**BRIEF:**
Repeat the data below exactly, with every entry included.

Free-text object descriptions:
————

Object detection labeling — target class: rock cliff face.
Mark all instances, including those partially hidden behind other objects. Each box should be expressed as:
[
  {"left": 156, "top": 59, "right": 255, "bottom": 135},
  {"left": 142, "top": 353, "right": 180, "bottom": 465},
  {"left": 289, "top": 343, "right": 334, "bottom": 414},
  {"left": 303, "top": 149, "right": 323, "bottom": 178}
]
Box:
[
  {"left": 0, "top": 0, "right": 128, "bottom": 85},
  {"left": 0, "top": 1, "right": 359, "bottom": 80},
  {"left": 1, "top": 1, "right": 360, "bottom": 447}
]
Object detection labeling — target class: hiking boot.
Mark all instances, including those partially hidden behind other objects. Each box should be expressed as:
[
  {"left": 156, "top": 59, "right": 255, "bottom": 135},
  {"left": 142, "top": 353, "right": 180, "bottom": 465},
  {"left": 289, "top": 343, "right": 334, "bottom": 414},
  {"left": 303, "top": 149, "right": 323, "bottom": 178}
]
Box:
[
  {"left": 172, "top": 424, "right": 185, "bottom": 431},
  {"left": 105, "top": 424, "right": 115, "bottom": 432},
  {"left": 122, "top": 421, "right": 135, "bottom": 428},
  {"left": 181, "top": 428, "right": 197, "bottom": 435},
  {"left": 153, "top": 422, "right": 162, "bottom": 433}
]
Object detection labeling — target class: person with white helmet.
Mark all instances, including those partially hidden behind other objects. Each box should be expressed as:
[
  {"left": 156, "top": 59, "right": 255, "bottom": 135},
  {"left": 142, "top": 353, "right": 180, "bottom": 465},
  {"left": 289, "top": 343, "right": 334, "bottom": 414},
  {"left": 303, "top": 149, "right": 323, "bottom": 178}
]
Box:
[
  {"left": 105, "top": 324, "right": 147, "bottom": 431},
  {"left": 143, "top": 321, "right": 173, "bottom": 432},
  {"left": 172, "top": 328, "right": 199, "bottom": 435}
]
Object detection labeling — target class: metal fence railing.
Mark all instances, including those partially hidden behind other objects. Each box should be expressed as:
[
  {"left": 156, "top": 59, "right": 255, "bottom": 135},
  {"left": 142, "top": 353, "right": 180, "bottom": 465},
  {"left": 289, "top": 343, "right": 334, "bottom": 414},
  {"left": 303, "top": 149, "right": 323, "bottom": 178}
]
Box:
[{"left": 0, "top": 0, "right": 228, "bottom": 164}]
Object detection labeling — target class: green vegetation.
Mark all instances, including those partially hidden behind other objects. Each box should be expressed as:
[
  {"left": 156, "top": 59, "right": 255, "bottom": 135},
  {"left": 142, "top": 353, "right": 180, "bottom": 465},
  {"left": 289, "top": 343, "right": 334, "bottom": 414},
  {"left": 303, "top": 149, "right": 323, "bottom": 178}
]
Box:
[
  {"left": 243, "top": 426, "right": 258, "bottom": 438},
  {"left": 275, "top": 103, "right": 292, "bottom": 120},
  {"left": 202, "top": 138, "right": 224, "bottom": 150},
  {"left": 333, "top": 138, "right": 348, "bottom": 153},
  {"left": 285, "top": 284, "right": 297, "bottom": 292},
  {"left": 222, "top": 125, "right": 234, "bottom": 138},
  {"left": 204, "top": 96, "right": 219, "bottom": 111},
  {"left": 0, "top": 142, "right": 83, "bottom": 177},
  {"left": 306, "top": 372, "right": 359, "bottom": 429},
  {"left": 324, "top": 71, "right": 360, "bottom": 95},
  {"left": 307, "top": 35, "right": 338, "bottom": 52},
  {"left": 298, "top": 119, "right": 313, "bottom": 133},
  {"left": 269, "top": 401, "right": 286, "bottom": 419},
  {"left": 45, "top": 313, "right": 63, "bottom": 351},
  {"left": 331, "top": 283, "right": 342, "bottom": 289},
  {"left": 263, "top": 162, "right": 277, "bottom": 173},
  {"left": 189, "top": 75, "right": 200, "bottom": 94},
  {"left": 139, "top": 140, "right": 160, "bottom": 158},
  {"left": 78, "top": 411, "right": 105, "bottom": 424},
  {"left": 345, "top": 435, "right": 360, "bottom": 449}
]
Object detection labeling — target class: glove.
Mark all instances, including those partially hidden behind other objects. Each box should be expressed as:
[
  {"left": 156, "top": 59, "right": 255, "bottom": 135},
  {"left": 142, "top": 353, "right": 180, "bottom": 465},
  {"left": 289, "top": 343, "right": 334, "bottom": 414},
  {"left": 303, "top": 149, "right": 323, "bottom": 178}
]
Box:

————

**ANSWER TO THIS EXERCISE:**
Object detection labeling — target class: rock cliff face.
Mark all instances, including those partially hidden behind other objects. Each box should be expressed as:
[
  {"left": 156, "top": 59, "right": 255, "bottom": 135},
  {"left": 142, "top": 353, "right": 180, "bottom": 465},
  {"left": 289, "top": 343, "right": 334, "bottom": 414},
  {"left": 303, "top": 149, "right": 323, "bottom": 178}
]
Box:
[
  {"left": 0, "top": 0, "right": 128, "bottom": 85},
  {"left": 0, "top": 1, "right": 359, "bottom": 80},
  {"left": 1, "top": 1, "right": 360, "bottom": 447}
]
Object detection labeling — target class: hiking boot.
Mark all instances, including those partially hidden behind other objects. Each box should be expressed as:
[
  {"left": 156, "top": 59, "right": 255, "bottom": 135},
  {"left": 142, "top": 353, "right": 180, "bottom": 465},
  {"left": 289, "top": 343, "right": 334, "bottom": 414},
  {"left": 303, "top": 149, "right": 323, "bottom": 178}
]
Box:
[
  {"left": 172, "top": 424, "right": 185, "bottom": 431},
  {"left": 105, "top": 424, "right": 115, "bottom": 432},
  {"left": 122, "top": 421, "right": 135, "bottom": 428},
  {"left": 181, "top": 428, "right": 197, "bottom": 435},
  {"left": 153, "top": 422, "right": 162, "bottom": 433}
]
Object detection labeling — target class: person with white helmet.
Mark all instances, including those partially hidden behind other objects. Each box should be expressed as:
[
  {"left": 156, "top": 59, "right": 255, "bottom": 135},
  {"left": 142, "top": 353, "right": 180, "bottom": 465},
  {"left": 289, "top": 343, "right": 334, "bottom": 414},
  {"left": 303, "top": 149, "right": 323, "bottom": 178}
]
Box:
[
  {"left": 105, "top": 324, "right": 147, "bottom": 431},
  {"left": 143, "top": 321, "right": 173, "bottom": 432},
  {"left": 172, "top": 328, "right": 199, "bottom": 435}
]
Object detection labeling — target class: metal fence railing.
Mark all instances, including those partially hidden behind other objects. Each box should be expressed as:
[
  {"left": 156, "top": 59, "right": 255, "bottom": 135},
  {"left": 142, "top": 353, "right": 180, "bottom": 465},
  {"left": 289, "top": 343, "right": 334, "bottom": 414},
  {"left": 303, "top": 149, "right": 323, "bottom": 178}
]
Box:
[{"left": 0, "top": 0, "right": 228, "bottom": 164}]
Object detection labeling — target class: green vegetation.
Mark all instances, including those partially hidden behind other objects. Each box should be expressed as:
[
  {"left": 156, "top": 59, "right": 255, "bottom": 135},
  {"left": 142, "top": 353, "right": 180, "bottom": 465},
  {"left": 289, "top": 343, "right": 334, "bottom": 414},
  {"left": 303, "top": 149, "right": 323, "bottom": 178}
]
Box:
[
  {"left": 243, "top": 426, "right": 258, "bottom": 438},
  {"left": 275, "top": 103, "right": 292, "bottom": 120},
  {"left": 202, "top": 138, "right": 224, "bottom": 150},
  {"left": 333, "top": 138, "right": 348, "bottom": 153},
  {"left": 285, "top": 284, "right": 297, "bottom": 292},
  {"left": 222, "top": 125, "right": 234, "bottom": 138},
  {"left": 204, "top": 96, "right": 219, "bottom": 111},
  {"left": 0, "top": 142, "right": 83, "bottom": 177},
  {"left": 306, "top": 372, "right": 359, "bottom": 429},
  {"left": 324, "top": 71, "right": 360, "bottom": 95},
  {"left": 307, "top": 35, "right": 338, "bottom": 52},
  {"left": 298, "top": 119, "right": 313, "bottom": 133},
  {"left": 269, "top": 401, "right": 286, "bottom": 419},
  {"left": 45, "top": 313, "right": 63, "bottom": 351},
  {"left": 331, "top": 283, "right": 342, "bottom": 289},
  {"left": 263, "top": 162, "right": 277, "bottom": 173},
  {"left": 189, "top": 75, "right": 200, "bottom": 94},
  {"left": 139, "top": 140, "right": 160, "bottom": 158},
  {"left": 78, "top": 411, "right": 105, "bottom": 424},
  {"left": 345, "top": 435, "right": 360, "bottom": 449}
]
Object detection labeling — target class: glove.
Mark all instances, including those partially hidden behind other objects. Each box should be expressed as:
[
  {"left": 156, "top": 59, "right": 255, "bottom": 135},
  {"left": 142, "top": 353, "right": 180, "bottom": 465},
  {"left": 289, "top": 343, "right": 334, "bottom": 414},
  {"left": 303, "top": 149, "right": 323, "bottom": 178}
]
Box:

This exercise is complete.